## Source information:
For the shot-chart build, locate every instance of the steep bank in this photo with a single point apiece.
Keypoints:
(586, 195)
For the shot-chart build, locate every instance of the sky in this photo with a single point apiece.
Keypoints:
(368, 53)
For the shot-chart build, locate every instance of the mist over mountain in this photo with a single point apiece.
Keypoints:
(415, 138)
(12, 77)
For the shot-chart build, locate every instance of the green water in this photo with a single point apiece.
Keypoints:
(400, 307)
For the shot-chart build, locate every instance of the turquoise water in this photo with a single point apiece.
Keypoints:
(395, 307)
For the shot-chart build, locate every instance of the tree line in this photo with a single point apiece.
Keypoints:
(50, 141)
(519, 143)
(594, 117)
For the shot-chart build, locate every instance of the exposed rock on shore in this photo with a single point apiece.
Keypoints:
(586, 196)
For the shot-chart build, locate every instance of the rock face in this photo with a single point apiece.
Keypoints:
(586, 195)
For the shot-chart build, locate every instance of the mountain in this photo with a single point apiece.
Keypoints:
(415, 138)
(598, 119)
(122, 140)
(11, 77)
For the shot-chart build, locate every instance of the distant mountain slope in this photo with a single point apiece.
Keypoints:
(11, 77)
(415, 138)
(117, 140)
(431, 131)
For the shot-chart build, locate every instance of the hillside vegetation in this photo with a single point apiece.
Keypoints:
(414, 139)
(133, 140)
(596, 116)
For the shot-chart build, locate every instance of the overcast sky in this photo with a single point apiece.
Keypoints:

## Activity:
Transcribe every line of the data, exactly as it stands.

## Reply:
For the shot-chart build, locate every instance of the steep bank in this photo with a single point apiece.
Keypoints:
(586, 195)
For the shot-chart build, locate every instance of the sky in this photo with a single point apiece.
Keypoints:
(368, 53)
For the shot-chart build, locate every instance of the mist over mountain in this photo with a single point apiece.
Keypoints:
(415, 138)
(12, 77)
For the shot-chart build, locate every instance of the green water in this photo with a single point apiece.
Keypoints:
(400, 307)
For the shot-chart build, locate every instance of the turquoise water in this photo with a single point apiece.
Keypoints:
(395, 307)
For the shot-chart build, locate every instance of the tree line in this photo with a single point apiece.
Keypoints:
(50, 141)
(519, 143)
(594, 117)
For the shot-chart build, locate every instance of the exposed rock on shore in this photo with a single point apiece.
Keypoints:
(586, 196)
For the shot-chart build, locate every instance of the rock face in this photo with a single point apiece.
Keypoints:
(586, 195)
For the shot-chart build, locate every instance of the mountain in this photo with a single point apiece.
Keypoints:
(415, 138)
(598, 119)
(122, 140)
(11, 77)
For the shot-chart build, locate every instance of the distant mountain slope in this photo with a single point apiece.
Keypoints:
(11, 77)
(415, 138)
(117, 140)
(431, 131)
For the shot-chart build, locate every instance of the hillside vegetation in this photo with a single point apiece.
Keypoints:
(414, 139)
(133, 140)
(596, 116)
For the shot-chart build, locate every instance of the overcast sky in this photo with a single point apiece.
Keypoints:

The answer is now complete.